▶ Work task: In your reply, reproduce every line of the data without any alteration.
(Records for this exercise Opens)
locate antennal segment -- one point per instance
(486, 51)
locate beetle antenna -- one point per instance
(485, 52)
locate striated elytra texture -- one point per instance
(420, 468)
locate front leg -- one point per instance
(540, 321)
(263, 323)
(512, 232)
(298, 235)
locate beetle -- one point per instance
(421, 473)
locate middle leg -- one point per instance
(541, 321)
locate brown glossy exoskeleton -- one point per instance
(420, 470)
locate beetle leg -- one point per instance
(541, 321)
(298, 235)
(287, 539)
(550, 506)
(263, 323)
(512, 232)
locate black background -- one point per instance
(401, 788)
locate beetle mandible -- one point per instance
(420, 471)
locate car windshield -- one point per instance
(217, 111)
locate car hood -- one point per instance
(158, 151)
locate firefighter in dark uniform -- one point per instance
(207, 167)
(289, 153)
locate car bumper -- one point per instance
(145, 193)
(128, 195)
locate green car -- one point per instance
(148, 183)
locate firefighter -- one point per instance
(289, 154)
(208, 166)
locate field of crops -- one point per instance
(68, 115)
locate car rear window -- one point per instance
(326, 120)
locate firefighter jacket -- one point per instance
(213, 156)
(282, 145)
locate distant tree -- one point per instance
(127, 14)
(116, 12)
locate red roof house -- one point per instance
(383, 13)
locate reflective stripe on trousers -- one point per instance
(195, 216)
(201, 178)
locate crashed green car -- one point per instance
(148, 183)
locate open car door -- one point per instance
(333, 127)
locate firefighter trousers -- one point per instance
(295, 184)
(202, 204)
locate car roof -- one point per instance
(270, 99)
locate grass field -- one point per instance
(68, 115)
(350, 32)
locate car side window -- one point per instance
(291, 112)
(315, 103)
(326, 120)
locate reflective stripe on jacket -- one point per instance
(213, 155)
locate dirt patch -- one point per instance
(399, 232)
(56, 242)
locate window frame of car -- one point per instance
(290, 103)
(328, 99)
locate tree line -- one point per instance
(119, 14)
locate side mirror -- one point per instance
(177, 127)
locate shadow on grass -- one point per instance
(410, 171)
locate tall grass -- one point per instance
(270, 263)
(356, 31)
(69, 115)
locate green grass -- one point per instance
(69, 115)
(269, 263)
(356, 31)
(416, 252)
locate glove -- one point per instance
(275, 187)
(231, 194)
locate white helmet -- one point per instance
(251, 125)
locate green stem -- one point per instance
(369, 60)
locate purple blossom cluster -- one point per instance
(Records for this exercise Closes)
▶ Worked solution:
locate antennal segment -- one point per instance
(486, 51)
locate beetle antenna -- one point per instance
(485, 52)
locate striated elytra texture -- one point per instance
(420, 468)
locate front leg -- one point per instance
(540, 321)
(263, 323)
(512, 232)
(298, 235)
locate beetle -- one point per instance
(421, 473)
locate middle leg -- one point per instance
(541, 321)
locate brown glossy exoskeleton -- one point per instance
(420, 470)
locate beetle leg -- one point per instance
(541, 321)
(298, 235)
(287, 539)
(550, 506)
(263, 323)
(512, 232)
locate black background -- one point per instance
(401, 788)
locate beetle mandible -- one point per instance
(420, 471)
locate car windshield -- one point per instance
(217, 111)
locate car hood -- one point per instance
(158, 151)
locate firefighter in dark uniform -- one point per instance
(207, 167)
(289, 153)
locate car bumper -- one point per instance
(145, 193)
(128, 195)
locate green car -- one point per instance
(148, 183)
locate firefighter -- one point per instance
(289, 154)
(208, 166)
locate field of crops -- one point per instance
(68, 115)
locate car rear window -- one point per instance
(326, 120)
locate firefighter jacket -- one point per instance
(213, 156)
(282, 145)
locate distant tree -- one point per instance
(127, 14)
(116, 12)
locate red roof house -- one point per instance
(383, 13)
locate reflective stripe on trousers -- one point per instance
(195, 216)
(201, 178)
locate crashed green car -- one point per instance
(148, 183)
locate open car door -- one point per instance
(333, 127)
locate firefighter trousers -- one point per instance
(295, 184)
(202, 204)
locate car roof -- one point per instance
(270, 99)
locate grass field -- one point per instance
(68, 115)
(350, 32)
locate car side window -- one point per instance
(291, 112)
(315, 103)
(326, 120)
locate reflective stripe on jacket -- one point per instance
(213, 155)
locate dirt patch -- one point per instance
(399, 232)
(56, 242)
locate window frame of car -- one point per instance
(290, 103)
(328, 99)
locate tree line -- one point per instance
(119, 14)
locate side mirror -- one point per instance
(177, 127)
locate shadow on grass -- one point per instance
(410, 171)
locate tall grass -- one point per instance
(270, 263)
(356, 31)
(69, 115)
locate green grass -- one point per instance
(69, 115)
(269, 263)
(356, 31)
(416, 252)
locate glove -- one point per instance
(275, 187)
(231, 194)
locate white helmet -- one point per instance
(251, 125)
locate green stem -- one point per instance
(369, 60)
locate purple blossom cluster -- one point per instance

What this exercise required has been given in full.